YOUR INSTRUCTIONS :: Word for word, print all of the entries below.

RECORDS FOR THIS TASK ::
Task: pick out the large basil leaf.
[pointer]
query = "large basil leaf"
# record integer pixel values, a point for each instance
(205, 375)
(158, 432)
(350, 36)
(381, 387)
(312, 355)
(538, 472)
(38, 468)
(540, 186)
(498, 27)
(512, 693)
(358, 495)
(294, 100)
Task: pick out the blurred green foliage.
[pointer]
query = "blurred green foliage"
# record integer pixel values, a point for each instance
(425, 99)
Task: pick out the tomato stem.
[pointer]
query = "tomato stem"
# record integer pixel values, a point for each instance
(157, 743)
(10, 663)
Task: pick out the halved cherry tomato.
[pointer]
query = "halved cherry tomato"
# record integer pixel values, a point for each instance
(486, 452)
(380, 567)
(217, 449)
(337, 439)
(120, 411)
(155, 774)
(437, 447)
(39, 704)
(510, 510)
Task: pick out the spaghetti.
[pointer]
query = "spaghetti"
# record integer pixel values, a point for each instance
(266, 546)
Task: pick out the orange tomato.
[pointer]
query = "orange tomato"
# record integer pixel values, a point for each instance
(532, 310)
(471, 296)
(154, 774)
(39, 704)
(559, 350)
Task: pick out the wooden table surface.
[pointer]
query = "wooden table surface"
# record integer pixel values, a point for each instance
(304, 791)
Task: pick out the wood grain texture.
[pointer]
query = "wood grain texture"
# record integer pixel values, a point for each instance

RESULT OF THIS EXERCISE ::
Task: pick out the large basil leaf.
[pointer]
query = "large basil leaf"
# record integer pixel values, a point for each instance
(205, 375)
(158, 432)
(350, 36)
(381, 387)
(312, 355)
(538, 472)
(38, 468)
(540, 186)
(498, 27)
(512, 693)
(358, 495)
(294, 100)
Task: pick out the blurred green foliage.
[pointer]
query = "blurred green foliage"
# record integer pixel values, a point for each instance
(425, 99)
Task: pick out the tomato stem.
[pointer]
query = "tomato stem"
# record integer pixel values, a point for each instance
(157, 743)
(10, 663)
Task: pick out the halved cherry tomato.
[pointer]
query = "halved cherry tomato"
# record integer pixel values, a point for each instance
(486, 452)
(380, 567)
(217, 449)
(337, 439)
(120, 411)
(155, 774)
(437, 447)
(39, 704)
(510, 510)
Task: pick out the spaghetti.
[pointer]
query = "spaghetti"
# record integer pixel values, a point for each instance
(266, 546)
Task: pick out the orange tomato.
[pointer]
query = "orange tomato"
# record integer pixel values, a point for each instance
(532, 310)
(471, 296)
(154, 774)
(39, 704)
(559, 350)
Task: pick out the wooden table surface.
[pointer]
query = "wooden table surface"
# record integer pixel values, a point for each instance
(304, 791)
Task: pick out the wood grain texture.
[pointer]
query = "wood grain texture"
# record integer pixel values, a point for each instance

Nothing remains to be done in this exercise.